▸ Source text
■ ■ ■ ■ ■ ■ ■
David led efforts to erect Williams’ monuments: at Ephraim Williams’ battleground gravesite near Lake George (refurbished this past fall), in front of Griffin Hall honoring alumni lost in the Civil War, in Mission Park and in the College cemetery for Williams’ founding leaders. He gave a record $40,000 to Williams (current value is estimated as $880,000). His unrecorded gifts, as well as the ones he motivated from others, increase that sum substantially.

He presided at an alumni meeting in New York in 1871 at which Congressman James A. Garfield, Class of 1856, responded to criticism by Professor John Bascom, Class of 1849, with the statement that developed into the aphorism: “The ideal college is Mark Hopkins on one end of a log and a student on the other.” He presided again at the founding meeting of a New York alumni club in 1885, when he was elected the organization’s first president. He is described in the book Mark Hopkins and the Log as “one of the first professional college alumni.” The College awarded him honorary master’s and law degrees.

David was no less concerned with ensuring Williams’ basic foundation and future abilities to address the changing needs of the nation and its youthful aspiring leaders. He advocated Civil War military training (it happened), suggested attending to gymnasium needs (a first gym was built), urged the end of fraternities (it took a century), supported alumni trustees elected by their fellows (they were) and recommended with Bascom in a minority report of an appointed committee that Williams become coeducational, because “it is a good and progressive work, and it has been our wont to seek and perform such labors” (accepted 100 years later).
■ ■ ■ ■ ■ ■ ■
▸ Point annotation records
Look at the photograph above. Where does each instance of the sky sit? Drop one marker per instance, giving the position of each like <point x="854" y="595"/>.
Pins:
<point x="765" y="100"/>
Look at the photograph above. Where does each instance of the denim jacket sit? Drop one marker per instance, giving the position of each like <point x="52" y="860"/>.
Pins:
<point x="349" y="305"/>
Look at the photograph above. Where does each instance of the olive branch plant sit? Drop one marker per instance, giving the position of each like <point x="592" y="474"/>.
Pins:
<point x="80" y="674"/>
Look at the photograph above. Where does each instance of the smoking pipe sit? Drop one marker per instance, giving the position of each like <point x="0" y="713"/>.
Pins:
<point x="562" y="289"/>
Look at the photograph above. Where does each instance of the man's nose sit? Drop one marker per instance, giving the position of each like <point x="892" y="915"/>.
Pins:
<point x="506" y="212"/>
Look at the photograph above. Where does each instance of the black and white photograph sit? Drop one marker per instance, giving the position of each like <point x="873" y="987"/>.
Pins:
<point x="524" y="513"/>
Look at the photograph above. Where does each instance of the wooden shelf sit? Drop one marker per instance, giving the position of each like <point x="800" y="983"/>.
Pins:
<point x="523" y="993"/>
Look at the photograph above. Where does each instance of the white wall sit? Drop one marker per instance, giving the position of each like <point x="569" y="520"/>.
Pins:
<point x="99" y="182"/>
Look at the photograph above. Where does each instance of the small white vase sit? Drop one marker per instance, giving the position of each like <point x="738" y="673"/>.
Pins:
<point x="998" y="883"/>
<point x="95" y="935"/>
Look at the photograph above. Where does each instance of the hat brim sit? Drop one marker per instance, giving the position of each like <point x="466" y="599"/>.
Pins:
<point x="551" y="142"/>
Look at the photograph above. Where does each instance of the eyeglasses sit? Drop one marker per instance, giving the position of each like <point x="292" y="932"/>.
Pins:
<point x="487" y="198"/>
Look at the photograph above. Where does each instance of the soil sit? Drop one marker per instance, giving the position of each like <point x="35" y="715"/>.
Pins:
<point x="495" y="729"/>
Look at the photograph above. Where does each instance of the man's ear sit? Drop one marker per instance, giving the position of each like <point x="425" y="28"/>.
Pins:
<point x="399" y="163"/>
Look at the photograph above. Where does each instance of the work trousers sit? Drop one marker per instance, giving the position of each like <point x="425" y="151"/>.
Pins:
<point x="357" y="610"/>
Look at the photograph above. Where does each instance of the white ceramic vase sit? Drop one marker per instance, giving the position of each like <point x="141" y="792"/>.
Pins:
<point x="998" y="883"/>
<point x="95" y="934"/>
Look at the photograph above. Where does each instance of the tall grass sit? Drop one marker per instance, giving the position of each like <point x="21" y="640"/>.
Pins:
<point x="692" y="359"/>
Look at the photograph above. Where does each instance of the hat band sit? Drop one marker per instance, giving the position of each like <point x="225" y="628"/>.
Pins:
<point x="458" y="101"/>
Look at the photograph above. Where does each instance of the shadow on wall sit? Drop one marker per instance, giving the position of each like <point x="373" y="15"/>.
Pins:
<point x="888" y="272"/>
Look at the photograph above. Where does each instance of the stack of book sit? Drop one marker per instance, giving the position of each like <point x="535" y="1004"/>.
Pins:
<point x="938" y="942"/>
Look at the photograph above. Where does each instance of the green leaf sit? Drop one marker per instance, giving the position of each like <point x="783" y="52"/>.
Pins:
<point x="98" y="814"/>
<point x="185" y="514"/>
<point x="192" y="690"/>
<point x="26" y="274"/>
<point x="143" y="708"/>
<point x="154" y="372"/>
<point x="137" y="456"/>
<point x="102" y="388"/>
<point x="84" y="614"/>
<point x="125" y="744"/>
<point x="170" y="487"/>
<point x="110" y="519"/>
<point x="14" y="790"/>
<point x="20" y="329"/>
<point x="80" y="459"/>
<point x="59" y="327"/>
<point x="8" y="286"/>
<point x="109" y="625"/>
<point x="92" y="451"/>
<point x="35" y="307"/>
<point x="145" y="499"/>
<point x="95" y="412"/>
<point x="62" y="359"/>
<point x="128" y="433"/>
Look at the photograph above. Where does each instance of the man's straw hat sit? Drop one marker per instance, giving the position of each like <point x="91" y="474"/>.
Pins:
■ ■ ■ ■ ■ ■ ■
▸ Request
Decide whether each statement below agrees with the passage about David's work for Williams, answering yes or no and quoting the exact words of the passage that settle it.
1. David gave a record $40,000 to Williams.
2. David became the first president of a New York alumni club founded in 1871.
3. The recommendation that Williams become coeducational was accepted 100 years later.
The records have nothing to do with the text.

▸ Answer to this exercise
1. Yes: "He gave a record $40,000 to Williams"
2. No: "He presided again at the founding meeting of a New York alumni club in 1885, when he was elected the organization’s first president."
3. Yes: "(accepted 100 years later)"